**INSTRUCTIONS TO FOLLOW:** In the listing below, locate the line that contains "Note. One marker is placed on each instance of the sky" and the line that contains "the white rock". Restate word for word those two lines and every line between them, and nothing else.

**AVAILABLE DATA:**
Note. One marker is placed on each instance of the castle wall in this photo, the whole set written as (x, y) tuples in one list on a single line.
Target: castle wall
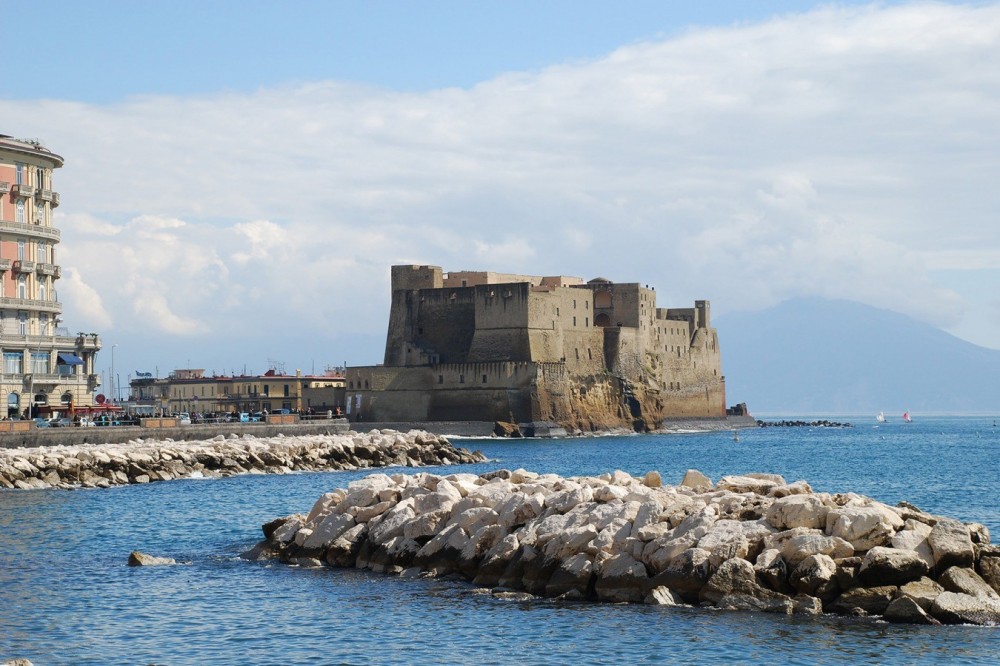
[(523, 348), (496, 391), (501, 323)]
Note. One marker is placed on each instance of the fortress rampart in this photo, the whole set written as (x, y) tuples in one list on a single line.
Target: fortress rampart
[(484, 346)]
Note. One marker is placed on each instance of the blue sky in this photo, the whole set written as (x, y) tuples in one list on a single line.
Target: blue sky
[(240, 175), (100, 51)]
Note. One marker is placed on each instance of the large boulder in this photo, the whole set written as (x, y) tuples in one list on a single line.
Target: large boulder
[(799, 543), (864, 527), (797, 511), (816, 577), (747, 602), (735, 577), (904, 610), (750, 483), (329, 528), (868, 600), (951, 544), (967, 581), (923, 592), (989, 566), (957, 608), (888, 566), (772, 570), (622, 578), (686, 574), (696, 481), (572, 578)]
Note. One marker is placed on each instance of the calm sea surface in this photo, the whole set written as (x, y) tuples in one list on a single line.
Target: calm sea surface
[(67, 596)]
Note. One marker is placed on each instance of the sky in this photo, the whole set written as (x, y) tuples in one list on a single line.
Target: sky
[(240, 176)]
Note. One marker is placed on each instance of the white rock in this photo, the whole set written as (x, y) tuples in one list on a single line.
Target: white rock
[(863, 527), (697, 481), (798, 511)]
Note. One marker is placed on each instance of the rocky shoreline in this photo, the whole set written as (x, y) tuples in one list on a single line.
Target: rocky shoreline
[(143, 461), (750, 542)]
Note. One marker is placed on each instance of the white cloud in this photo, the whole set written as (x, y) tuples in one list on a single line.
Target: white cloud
[(842, 152)]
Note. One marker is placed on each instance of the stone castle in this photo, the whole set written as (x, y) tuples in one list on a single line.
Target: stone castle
[(483, 346)]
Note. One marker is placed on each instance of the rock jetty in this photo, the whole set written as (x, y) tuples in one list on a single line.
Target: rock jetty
[(142, 461), (803, 424), (750, 542)]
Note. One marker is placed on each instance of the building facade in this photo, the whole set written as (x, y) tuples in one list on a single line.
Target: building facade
[(45, 369), (189, 390), (483, 346)]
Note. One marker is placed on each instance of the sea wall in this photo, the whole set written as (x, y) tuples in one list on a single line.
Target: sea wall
[(142, 461), (751, 542)]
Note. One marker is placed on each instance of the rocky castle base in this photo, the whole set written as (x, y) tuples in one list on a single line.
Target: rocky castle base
[(138, 461), (749, 542)]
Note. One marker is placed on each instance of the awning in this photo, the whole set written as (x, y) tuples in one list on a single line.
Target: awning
[(70, 359)]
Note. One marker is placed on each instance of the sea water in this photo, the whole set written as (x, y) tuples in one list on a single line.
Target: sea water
[(68, 597)]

**SOLUTION FOR THIS TASK:**
Note. One marker is placed on each instance of the sky in this photo, the whole set written as (x, y) tuples in one list on a single line.
Target: sky
[(240, 176)]
Note. One marker is placed on each instance of the white rock in this photo, the whole set written as (x, y) tuples in one list on a single line.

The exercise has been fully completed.